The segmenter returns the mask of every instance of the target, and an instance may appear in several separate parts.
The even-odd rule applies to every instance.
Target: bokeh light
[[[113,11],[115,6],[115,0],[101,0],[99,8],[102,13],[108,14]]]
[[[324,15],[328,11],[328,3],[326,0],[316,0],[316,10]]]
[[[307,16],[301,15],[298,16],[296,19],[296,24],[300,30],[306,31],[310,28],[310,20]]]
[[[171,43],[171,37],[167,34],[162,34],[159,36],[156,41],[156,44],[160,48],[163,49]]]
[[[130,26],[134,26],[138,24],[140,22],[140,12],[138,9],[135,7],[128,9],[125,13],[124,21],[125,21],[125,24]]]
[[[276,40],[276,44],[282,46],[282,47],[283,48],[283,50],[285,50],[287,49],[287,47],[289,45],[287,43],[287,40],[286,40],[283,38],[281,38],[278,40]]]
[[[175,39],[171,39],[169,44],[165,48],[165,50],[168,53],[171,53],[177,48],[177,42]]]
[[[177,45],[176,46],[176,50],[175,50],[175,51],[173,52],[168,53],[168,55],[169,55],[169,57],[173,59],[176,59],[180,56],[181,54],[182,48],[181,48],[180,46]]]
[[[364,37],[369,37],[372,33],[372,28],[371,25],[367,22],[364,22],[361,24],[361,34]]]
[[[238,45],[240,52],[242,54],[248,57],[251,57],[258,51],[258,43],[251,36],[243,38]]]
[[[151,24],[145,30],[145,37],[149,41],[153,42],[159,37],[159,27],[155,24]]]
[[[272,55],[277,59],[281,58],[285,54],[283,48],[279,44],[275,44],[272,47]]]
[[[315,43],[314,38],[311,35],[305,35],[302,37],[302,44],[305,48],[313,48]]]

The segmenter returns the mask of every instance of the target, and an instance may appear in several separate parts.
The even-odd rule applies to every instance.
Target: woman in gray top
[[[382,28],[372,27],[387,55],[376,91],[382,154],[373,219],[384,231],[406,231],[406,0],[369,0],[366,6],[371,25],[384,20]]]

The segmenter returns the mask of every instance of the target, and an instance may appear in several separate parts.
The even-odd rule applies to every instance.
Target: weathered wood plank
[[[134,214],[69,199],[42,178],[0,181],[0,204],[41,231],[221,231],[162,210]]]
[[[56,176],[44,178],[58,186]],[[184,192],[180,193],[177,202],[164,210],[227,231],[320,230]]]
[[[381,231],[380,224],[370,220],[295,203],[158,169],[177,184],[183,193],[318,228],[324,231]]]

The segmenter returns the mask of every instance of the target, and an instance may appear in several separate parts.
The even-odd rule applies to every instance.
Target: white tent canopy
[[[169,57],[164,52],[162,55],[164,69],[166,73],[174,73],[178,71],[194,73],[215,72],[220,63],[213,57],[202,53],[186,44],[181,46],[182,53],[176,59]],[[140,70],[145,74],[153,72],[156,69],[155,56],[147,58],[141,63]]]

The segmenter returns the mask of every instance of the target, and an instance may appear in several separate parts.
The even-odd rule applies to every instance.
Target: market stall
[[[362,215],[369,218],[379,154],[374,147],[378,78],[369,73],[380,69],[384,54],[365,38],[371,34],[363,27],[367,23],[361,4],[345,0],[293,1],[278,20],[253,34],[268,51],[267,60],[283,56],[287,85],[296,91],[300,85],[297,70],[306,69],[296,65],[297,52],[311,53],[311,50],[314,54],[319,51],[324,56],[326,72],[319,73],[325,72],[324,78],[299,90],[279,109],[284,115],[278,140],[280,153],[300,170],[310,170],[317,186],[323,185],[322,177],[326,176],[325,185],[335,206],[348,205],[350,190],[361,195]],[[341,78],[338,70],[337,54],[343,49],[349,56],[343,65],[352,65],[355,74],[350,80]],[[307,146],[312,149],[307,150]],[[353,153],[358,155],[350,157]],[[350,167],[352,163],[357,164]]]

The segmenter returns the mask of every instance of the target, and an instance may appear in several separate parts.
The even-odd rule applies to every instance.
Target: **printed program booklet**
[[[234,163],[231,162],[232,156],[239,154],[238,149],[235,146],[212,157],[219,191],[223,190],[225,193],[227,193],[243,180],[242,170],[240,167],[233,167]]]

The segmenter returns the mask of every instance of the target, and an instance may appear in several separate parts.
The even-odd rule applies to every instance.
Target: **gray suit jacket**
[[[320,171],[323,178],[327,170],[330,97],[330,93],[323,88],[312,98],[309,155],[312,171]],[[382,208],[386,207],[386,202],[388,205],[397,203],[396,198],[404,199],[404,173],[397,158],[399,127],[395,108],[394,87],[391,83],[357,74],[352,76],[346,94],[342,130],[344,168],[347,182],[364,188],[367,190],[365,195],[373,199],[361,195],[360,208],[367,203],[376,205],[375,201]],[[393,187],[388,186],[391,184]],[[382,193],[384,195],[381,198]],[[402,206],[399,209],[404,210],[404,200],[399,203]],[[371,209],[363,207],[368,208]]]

##############################

### [Stated problem]
Can you rewrite the stretch from the start of the items through "[[[113,11],[115,6],[115,0],[101,0],[99,8],[102,13],[108,14]]]", swapping "bokeh light" for "blurred light spot" and leaving everything else unchanged?

### [Exercise result]
The segmenter returns the mask of every instance of the target, and an instance may appear in several separate parts.
The even-odd rule applies to every instance.
Target: blurred light spot
[[[113,11],[115,6],[115,0],[101,0],[99,8],[102,13],[108,14]]]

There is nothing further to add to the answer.